(Records from a collection)
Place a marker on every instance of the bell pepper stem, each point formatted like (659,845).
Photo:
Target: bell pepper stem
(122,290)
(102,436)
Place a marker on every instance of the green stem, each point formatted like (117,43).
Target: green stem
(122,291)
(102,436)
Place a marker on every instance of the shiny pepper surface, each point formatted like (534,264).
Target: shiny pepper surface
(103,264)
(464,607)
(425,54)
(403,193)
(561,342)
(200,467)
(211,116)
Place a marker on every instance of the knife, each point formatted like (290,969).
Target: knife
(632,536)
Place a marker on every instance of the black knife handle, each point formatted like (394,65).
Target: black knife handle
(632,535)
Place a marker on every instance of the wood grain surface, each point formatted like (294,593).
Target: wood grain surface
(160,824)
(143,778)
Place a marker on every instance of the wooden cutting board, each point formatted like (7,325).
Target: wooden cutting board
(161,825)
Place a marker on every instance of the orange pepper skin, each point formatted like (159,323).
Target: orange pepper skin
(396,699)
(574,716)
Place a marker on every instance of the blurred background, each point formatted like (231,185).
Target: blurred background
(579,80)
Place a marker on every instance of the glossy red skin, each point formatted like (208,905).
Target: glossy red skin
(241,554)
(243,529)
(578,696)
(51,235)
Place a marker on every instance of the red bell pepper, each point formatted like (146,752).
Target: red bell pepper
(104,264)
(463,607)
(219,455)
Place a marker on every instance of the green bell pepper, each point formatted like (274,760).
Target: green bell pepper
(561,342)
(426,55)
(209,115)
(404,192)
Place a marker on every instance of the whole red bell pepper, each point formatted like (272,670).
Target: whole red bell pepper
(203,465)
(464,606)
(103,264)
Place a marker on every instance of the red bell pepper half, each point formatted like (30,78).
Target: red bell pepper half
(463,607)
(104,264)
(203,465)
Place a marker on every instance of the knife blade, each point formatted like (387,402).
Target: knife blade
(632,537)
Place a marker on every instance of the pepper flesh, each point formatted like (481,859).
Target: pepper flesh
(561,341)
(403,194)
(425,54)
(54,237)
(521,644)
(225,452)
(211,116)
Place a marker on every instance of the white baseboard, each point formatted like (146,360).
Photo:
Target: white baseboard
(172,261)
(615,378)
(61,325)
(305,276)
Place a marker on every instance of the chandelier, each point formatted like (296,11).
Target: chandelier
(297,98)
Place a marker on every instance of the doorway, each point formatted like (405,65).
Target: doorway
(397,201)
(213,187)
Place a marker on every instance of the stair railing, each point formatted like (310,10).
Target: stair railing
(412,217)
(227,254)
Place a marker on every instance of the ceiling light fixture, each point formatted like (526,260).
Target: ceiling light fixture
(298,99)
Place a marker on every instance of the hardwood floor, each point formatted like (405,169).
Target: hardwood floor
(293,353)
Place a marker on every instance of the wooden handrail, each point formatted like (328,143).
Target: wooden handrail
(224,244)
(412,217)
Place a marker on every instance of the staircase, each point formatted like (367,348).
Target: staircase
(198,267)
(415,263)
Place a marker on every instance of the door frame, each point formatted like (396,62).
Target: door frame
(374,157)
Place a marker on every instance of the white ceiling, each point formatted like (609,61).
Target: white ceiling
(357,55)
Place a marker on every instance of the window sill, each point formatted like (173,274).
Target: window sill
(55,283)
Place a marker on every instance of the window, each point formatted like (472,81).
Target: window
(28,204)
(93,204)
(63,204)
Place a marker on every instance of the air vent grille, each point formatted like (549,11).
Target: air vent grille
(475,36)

Task goal: Recite the full listing above exactly.

Correct answer:
Place a marker on every instance of the bell pepper stem, each point formatted like (659,845).
Photo:
Target: bell pepper stem
(122,290)
(102,436)
Place a marker on every instance of the green stem, each point formatted like (117,43).
Target: green stem
(122,291)
(102,436)
Place a marker on every instance of the shiny pepper surface, each point formatted like (534,264).
Target: shiny pepper surface
(103,264)
(464,607)
(425,54)
(403,193)
(561,342)
(200,467)
(211,116)
Place a marker on every instance of the knife, each point formatted like (290,969).
Target: knife
(632,536)
Place a marker on every instance of the black knife handle, each point formatted like (394,65).
Target: black knife handle
(632,535)
Place a marker on every instance of the wood grain surface, each point formatted like (294,593).
Target: wood grain surface
(160,824)
(143,778)
Place a marker on every instance of the wooden cutting board, each point formatted like (7,325).
Target: wooden cutting board
(161,825)
Place a marker on every instance of the orange pepper skin, each point formatted like (159,323).
Target: orange pepper skin
(396,699)
(574,716)
Place a marker on every instance of the blurred background, each point formatted like (231,185).
Target: blurred background
(579,80)
Place a marker on every instance of the glossy red skin, each point formatted like (208,905).
Target: glossy red skin
(241,554)
(243,529)
(578,696)
(51,235)
Place a marker on every instance of the red bell pepper, each point formatted like (146,752).
Target: red bell pepper
(104,264)
(463,607)
(219,455)
Place a marker on every instance of the green bell pepper, each point formatted like (274,760).
Target: green bell pepper
(561,342)
(426,55)
(209,115)
(404,192)
Place a marker on every instance of the whole red bell pepper, each point formatted like (272,670).
Target: whole red bell pepper
(203,465)
(464,606)
(103,264)
Place a marker on every instance of the red bell pepper half, each point formatted like (30,78).
Target: red bell pepper half
(463,607)
(104,264)
(203,465)
Place a marker on every instance of the knife blade, each point formatted like (387,402).
Target: knife blade
(632,537)
Place a marker on every instance of the pepper flesh, each point formatted like (481,859).
Target: pepper flesh
(561,341)
(403,194)
(425,54)
(54,237)
(521,644)
(225,452)
(211,116)
Place a marker on every instance of the white baseboard, each point formatted like (146,360).
Photo:
Target: white baseboard
(172,261)
(615,378)
(61,325)
(305,276)
Place a marker on every instance of the chandelier, each point formatted like (296,11).
Target: chandelier
(297,98)
Place a marker on every instance of the doorway, each point formatted like (405,65).
Target: doorway
(397,201)
(213,187)
Place a marker on every instance of the stair railing, each point formatted like (310,10).
Target: stair railing
(412,217)
(227,254)
Place a marker on every instance of the ceiling light fixture, each point formatted like (526,260).
Target: ceiling light fixture
(298,99)
Place a marker on every instance of the hardwood floor, each point formatted like (405,169).
Target: hardwood floor
(293,353)
Place a marker on every instance of the wooden handrail, each point formatted like (328,143).
Target: wooden handrail
(224,244)
(412,217)
Place a marker on every instance of the staircase, each point formatted like (367,348).
Target: staircase
(198,267)
(415,263)
Place a marker on every instance of the door frame, each point formatted like (396,62).
Target: door frame
(374,157)
Place a marker on every instance of the white ceiling, each point formatted like (609,61).
Target: white ceiling
(357,55)
Place a marker on every instance of the window sill, each point formatted like (173,274).
Target: window sill
(55,283)
Place a marker on every instance of the window, each point formatted like (472,81).
Target: window
(28,204)
(93,204)
(63,204)
Place a marker on every instance of the air vent grille, each point formatted like (549,11).
Target: air vent grille
(475,36)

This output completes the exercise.